(Items listed in a dataset)
______________________________
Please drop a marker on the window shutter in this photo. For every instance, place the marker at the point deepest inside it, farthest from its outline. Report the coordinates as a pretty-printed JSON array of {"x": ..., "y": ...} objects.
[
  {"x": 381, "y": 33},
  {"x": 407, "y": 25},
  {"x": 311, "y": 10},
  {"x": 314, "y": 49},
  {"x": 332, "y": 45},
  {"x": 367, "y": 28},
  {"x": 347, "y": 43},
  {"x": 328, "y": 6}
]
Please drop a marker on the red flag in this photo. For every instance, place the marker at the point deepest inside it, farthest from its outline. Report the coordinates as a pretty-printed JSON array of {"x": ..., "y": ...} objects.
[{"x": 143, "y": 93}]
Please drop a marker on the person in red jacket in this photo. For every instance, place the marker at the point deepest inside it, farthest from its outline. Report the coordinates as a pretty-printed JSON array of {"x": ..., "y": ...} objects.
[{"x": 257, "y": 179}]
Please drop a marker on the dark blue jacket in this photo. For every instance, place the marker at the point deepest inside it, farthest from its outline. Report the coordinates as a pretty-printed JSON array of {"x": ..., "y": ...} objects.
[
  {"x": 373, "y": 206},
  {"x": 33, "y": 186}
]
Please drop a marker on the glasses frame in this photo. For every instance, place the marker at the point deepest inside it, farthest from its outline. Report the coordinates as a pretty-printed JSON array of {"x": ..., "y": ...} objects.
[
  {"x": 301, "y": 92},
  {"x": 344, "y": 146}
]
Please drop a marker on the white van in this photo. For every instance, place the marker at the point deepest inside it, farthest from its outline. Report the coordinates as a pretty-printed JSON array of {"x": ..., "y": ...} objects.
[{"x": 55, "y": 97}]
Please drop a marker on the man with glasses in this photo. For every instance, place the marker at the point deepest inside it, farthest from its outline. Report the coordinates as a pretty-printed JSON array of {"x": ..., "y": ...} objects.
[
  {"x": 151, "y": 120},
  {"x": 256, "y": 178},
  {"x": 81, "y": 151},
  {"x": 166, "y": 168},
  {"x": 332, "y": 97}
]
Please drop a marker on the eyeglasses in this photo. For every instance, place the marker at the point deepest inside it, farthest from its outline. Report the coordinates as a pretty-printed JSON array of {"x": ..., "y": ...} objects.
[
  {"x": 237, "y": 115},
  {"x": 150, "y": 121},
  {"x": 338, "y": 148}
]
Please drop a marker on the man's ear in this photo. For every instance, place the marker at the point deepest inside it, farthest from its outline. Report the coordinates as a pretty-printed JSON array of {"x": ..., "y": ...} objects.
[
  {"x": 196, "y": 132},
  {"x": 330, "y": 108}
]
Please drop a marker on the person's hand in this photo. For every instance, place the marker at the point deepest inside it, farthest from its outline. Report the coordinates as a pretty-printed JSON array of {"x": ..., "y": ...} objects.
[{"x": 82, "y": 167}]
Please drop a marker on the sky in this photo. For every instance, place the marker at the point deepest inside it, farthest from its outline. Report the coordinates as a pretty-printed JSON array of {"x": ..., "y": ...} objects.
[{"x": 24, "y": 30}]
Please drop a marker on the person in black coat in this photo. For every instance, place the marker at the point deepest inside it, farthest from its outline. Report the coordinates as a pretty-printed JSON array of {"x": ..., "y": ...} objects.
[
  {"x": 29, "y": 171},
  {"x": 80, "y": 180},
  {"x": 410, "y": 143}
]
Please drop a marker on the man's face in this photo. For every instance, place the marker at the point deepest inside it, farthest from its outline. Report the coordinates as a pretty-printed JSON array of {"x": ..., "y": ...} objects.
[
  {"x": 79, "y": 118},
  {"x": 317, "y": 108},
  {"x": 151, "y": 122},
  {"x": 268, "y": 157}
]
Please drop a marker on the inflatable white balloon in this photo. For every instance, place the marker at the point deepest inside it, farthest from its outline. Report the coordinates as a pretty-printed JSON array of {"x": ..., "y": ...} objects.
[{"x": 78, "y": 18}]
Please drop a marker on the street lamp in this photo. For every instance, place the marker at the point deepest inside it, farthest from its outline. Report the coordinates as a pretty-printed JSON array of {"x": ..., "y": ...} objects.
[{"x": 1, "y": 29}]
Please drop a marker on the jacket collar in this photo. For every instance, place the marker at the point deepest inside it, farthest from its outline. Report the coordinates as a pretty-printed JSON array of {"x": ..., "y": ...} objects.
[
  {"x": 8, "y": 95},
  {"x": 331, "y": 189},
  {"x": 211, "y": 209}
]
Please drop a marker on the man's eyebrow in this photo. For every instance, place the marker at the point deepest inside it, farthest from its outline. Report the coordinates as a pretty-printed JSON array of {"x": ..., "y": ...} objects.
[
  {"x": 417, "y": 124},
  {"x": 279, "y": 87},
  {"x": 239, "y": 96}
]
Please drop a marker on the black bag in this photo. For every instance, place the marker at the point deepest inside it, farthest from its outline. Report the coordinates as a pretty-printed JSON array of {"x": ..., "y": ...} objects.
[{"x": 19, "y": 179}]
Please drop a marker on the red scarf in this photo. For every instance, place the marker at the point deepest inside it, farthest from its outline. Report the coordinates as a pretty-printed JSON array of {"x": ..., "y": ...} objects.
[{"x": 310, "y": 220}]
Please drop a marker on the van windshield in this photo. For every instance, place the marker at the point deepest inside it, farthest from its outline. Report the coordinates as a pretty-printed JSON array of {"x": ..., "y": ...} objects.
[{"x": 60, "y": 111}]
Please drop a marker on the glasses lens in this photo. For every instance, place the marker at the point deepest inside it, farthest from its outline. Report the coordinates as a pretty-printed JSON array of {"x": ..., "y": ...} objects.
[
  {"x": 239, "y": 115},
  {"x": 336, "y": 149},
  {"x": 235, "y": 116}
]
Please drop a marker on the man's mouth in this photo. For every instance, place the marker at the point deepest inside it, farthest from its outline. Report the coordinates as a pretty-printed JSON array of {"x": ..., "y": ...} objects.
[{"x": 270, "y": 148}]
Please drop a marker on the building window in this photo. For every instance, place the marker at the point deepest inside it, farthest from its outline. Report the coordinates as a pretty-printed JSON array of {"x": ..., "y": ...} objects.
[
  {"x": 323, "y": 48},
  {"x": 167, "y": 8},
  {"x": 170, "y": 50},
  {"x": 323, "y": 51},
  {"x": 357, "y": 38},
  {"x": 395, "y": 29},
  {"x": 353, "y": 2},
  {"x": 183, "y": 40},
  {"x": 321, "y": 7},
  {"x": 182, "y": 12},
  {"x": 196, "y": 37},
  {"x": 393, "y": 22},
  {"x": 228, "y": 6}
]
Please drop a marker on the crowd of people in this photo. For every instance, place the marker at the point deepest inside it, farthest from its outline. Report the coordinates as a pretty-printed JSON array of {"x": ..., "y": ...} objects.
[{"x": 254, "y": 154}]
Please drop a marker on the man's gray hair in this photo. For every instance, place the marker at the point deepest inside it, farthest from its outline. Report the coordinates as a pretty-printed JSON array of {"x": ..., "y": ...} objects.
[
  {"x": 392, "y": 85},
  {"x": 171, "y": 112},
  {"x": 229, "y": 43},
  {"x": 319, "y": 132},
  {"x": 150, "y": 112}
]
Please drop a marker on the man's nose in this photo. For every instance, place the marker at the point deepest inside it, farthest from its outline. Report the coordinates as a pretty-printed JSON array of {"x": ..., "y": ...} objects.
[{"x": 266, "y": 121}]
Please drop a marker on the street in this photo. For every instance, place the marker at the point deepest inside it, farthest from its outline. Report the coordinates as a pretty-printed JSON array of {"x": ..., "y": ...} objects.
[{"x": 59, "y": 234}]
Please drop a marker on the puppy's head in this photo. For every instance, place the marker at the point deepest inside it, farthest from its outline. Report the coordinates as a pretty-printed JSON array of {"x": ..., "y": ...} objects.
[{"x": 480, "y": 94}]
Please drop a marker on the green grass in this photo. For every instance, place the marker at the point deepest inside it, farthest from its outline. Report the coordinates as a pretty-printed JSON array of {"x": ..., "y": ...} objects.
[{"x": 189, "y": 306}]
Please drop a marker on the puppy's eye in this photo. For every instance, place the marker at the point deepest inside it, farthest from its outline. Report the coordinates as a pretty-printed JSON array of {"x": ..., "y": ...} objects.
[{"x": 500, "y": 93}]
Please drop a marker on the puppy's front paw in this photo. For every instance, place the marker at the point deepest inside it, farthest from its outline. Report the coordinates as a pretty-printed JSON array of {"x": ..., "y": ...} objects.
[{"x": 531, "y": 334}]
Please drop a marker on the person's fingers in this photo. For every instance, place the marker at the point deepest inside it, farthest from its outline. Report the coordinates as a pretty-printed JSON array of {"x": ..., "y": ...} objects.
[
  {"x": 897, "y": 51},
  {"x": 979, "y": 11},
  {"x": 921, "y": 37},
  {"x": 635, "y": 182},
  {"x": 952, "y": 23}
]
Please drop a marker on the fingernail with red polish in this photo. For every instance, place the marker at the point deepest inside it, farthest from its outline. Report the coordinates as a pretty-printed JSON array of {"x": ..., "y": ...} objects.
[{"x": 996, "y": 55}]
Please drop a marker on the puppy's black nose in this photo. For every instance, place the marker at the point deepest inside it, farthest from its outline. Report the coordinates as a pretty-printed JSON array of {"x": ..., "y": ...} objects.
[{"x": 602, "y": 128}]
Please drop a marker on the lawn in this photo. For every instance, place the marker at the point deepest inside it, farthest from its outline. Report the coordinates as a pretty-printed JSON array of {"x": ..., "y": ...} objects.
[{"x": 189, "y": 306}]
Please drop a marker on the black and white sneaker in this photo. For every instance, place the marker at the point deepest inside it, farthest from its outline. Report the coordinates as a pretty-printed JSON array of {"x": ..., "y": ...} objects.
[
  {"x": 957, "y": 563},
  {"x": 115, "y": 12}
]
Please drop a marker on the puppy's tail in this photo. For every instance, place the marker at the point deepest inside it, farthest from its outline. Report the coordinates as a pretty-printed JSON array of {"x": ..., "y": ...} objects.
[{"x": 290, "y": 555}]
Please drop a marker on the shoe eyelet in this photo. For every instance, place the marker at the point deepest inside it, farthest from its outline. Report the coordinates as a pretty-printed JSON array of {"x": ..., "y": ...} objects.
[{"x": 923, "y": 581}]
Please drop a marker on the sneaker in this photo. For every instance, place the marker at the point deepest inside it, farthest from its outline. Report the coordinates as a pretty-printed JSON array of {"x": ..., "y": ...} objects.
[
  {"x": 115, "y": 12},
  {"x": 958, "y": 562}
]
______________________________
** TASK OBJECTIVE **
The expected response consists solely of the lines from the one with "Please drop a marker on the sneaker" through the end of the records, repeated exactly.

** EXERCISE RESPONSE **
Please drop a marker on the sneaker in this photo. For every instance, place the marker at the point deepest inside it, farthest from its outline. Report the coordinates as a pretty-printed JSON array of {"x": ..., "y": ...} objects.
[
  {"x": 115, "y": 12},
  {"x": 958, "y": 562}
]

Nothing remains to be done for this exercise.